• **PROMPT**: Locate each line of the listing below that contains the string "Target", treating uppercase and lowercase as different, and copy those lines.
──────── SOURCE RECORDS
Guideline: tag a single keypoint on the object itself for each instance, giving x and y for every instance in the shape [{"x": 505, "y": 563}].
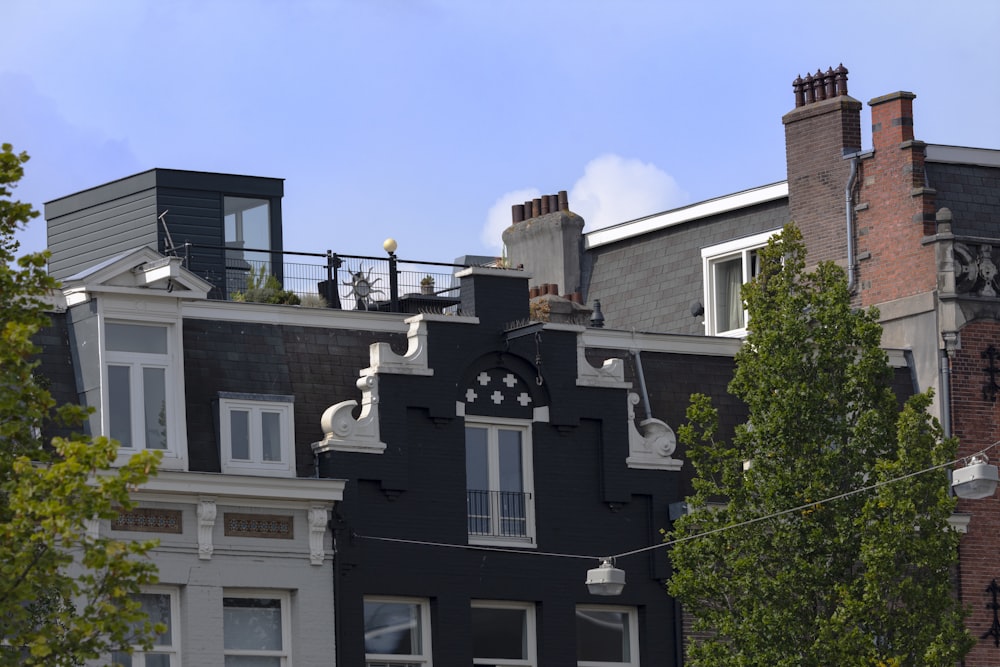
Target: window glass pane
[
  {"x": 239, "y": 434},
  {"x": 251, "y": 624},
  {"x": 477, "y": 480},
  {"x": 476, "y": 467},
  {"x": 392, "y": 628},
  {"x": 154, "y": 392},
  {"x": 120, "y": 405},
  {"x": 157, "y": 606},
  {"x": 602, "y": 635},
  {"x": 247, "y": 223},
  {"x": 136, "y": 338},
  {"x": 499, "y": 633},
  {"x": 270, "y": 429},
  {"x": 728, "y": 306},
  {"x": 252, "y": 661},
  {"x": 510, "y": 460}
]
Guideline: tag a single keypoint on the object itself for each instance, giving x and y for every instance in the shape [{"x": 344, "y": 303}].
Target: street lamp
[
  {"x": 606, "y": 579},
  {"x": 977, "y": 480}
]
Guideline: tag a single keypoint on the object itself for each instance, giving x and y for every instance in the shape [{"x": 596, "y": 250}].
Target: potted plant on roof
────────────────
• **RESPONSE**:
Target: window glass pane
Target: street lamp
Target: potted plant on roof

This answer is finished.